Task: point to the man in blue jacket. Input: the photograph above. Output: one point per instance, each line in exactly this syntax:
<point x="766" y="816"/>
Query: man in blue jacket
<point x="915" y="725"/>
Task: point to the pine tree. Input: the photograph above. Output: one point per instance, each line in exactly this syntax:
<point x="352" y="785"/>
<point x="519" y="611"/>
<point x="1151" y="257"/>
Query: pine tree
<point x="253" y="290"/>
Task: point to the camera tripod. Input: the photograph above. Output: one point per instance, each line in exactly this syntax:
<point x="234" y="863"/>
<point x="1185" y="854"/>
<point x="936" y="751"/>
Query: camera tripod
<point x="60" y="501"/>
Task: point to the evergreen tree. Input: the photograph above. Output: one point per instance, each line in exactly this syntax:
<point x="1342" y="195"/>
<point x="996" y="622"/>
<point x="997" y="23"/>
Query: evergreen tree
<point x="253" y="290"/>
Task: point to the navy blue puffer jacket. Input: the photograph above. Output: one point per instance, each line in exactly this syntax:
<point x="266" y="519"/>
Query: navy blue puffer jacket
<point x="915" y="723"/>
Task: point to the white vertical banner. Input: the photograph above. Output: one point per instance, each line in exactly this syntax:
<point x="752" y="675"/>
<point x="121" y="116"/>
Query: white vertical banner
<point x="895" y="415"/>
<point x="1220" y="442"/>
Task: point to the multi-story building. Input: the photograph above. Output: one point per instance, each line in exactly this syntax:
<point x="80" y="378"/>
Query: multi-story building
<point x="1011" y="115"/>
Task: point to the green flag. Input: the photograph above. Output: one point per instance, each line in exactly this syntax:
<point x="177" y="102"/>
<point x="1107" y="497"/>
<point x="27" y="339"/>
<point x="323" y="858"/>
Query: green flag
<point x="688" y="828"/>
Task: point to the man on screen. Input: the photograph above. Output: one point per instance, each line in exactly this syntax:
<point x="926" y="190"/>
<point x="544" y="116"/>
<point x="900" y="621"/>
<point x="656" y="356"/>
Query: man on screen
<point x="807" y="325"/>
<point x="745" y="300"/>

▶ _Given instruction_
Reproduce the entire listing above line for line, keeping every character unchanged.

▶ _Solution to the problem_
Task: point to the man in blue jacket. Input: the photograph above. Output: one point per instance, each line in exactly this syntax:
<point x="766" y="816"/>
Query: man in blue jacket
<point x="915" y="725"/>
Task: point to the pine tree. Input: the photograph above. Output: one point per instance, each line in exactly this syntax:
<point x="352" y="785"/>
<point x="519" y="611"/>
<point x="1151" y="257"/>
Query: pine tree
<point x="253" y="290"/>
Task: point to the camera tripod. Input: the photograph above. Output: one point per instance, each line in exactly this syntax:
<point x="234" y="863"/>
<point x="1185" y="854"/>
<point x="936" y="751"/>
Query: camera tripod
<point x="60" y="501"/>
Task: point to the evergreen tree. Input: the photograph above. Output: one point per instance, each line in exactly this syntax:
<point x="1342" y="195"/>
<point x="996" y="622"/>
<point x="997" y="23"/>
Query: evergreen tree
<point x="253" y="290"/>
Task: point to the navy blue puffer jacket. Input: the photograph above. Output: one point per instance, each line in exactly this syntax:
<point x="266" y="519"/>
Query: navy blue puffer jacket
<point x="915" y="723"/>
Task: point to the white vertical banner. Input: the photograph above. Output: one point per instance, each line in exactly this syntax:
<point x="752" y="675"/>
<point x="121" y="116"/>
Query: white vertical banner
<point x="895" y="415"/>
<point x="1220" y="442"/>
Task: point to the multi-story building. Input: the photograph above. Output: one point per instance, each line in exactly this syntax:
<point x="80" y="378"/>
Query: multi-story building
<point x="1011" y="115"/>
Task: point to the green flag. Input: the photograph above. Output: one point per instance, each line in exactly this syntax:
<point x="177" y="102"/>
<point x="1107" y="497"/>
<point x="27" y="339"/>
<point x="323" y="858"/>
Query: green flag
<point x="688" y="828"/>
Task: point to the man on screen. Input: the photograph above. Output: one point per instance, each line in exactly this syntax:
<point x="926" y="190"/>
<point x="544" y="116"/>
<point x="900" y="621"/>
<point x="656" y="356"/>
Query: man on screen
<point x="807" y="325"/>
<point x="745" y="300"/>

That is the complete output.